## DATA EXTRACTS
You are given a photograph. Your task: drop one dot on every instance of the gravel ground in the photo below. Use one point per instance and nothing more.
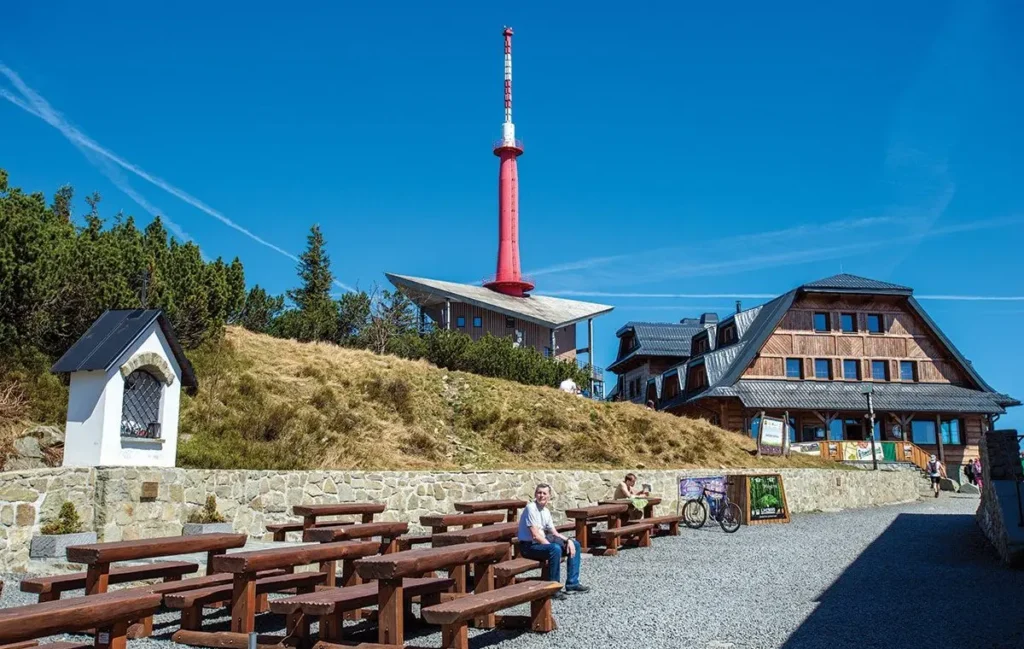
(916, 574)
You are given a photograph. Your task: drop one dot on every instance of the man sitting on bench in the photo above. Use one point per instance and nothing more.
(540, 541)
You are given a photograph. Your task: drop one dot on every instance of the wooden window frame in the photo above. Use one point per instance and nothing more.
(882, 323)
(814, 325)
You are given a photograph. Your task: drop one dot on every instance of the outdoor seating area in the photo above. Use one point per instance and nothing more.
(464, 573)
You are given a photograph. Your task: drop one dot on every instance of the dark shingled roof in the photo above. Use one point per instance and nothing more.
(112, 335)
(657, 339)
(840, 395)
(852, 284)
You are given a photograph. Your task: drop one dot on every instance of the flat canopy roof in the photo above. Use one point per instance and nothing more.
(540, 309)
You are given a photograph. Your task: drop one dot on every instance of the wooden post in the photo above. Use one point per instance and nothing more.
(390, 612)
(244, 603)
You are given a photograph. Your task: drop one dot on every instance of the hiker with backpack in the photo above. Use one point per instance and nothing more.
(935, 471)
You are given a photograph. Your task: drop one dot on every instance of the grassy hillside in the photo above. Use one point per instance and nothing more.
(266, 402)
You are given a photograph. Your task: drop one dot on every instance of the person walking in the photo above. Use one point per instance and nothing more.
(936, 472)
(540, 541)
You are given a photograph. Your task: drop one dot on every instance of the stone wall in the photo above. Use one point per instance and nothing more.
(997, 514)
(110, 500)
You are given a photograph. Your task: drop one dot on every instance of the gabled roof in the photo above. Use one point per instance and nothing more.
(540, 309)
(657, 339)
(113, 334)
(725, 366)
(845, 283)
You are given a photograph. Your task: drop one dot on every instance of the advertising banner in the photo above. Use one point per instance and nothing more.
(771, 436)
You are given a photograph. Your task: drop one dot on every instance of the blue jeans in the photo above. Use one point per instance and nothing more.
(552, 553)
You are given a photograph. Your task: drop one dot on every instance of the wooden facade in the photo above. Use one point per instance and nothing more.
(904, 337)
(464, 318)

## DIRECTIONS
For this exercise, copy the lines from the one that contains "the wooden facade" through the last line of the records, exactly and only those.

## RESULT
You are given a photograph. Your task: drop one dot on every instance of the wooden facade in the photo above. Use one point per instance and nothing more.
(904, 337)
(464, 318)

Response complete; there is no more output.